• _Objectives_
**a.** In the patch email, what is the first step of page migration?
**b.** Revise the patch email: give everything from "First of all, it" down to "page's data structure.", with "refcount" changed to "reference count".
**c.** Translate this sentence from the patch email into Spanish: "Otherwise, it should put the page back to LRU list."

• _Extract_

Re: [PATCH v3 01/16] mm: use put_page to free page instead of putback_lru_page

From: Vlastimil Babka
Date: Fri Apr 01 2016 - 08:58:49 EST


On 03/30/2016 09:12 AM, Minchan Kim wrote:
Procedure of page migration is as follows:

First of all, it should isolate a page from LRU and try to
migrate the page. If it is successful, it releases the page
for freeing. Otherwise, it should put the page back to LRU
list.

For LRU pages, we have used putback_lru_page for both freeing
and putback to LRU list. It's okay because put_page is aware of
LRU list so if it releases last refcount of the page, it removes
the page from LRU list. However, It makes unnecessary operations
(e.g., lru_cache_add, pagevec and flags operations. It would be
not significant but no worth to do) and harder to support new
non-lru page migration because put_page isn't aware of non-lru
page's data structure.

• _Information provided_

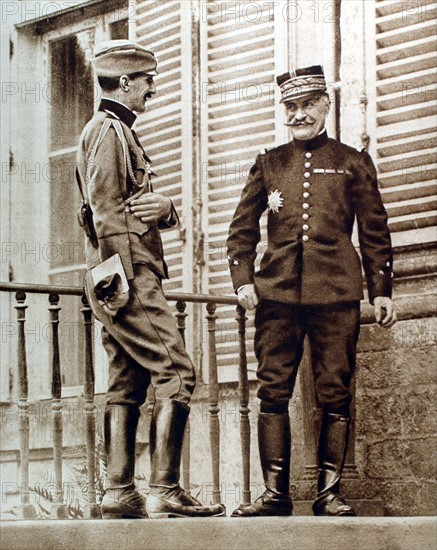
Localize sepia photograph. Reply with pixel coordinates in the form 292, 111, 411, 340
0, 0, 437, 550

• _Solutions in order_
**a.** The page is isolated from LRU, and then its migration is attempted.

**b.**
First of all, it should isolate a page from LRU and try to
migrate the page. If it is successful, it releases the page
for freeing. Otherwise, it should put the page back to LRU
list.

For LRU pages, we have used putback_lru_page for both freeing
and putback to LRU list. It's okay because put_page is aware of
LRU list so if it releases last reference count of the page, it removes
the page from LRU list. However, It makes unnecessary operations
(e.g., lru_cache_add, pagevec and flags operations. It would be
not significant but no worth to do) and harder to support new
non-lru page migration because put_page isn't aware of non-lru
page's data structure.

**c.** De lo contrario, debe volver a colocar la página en la lista LRU.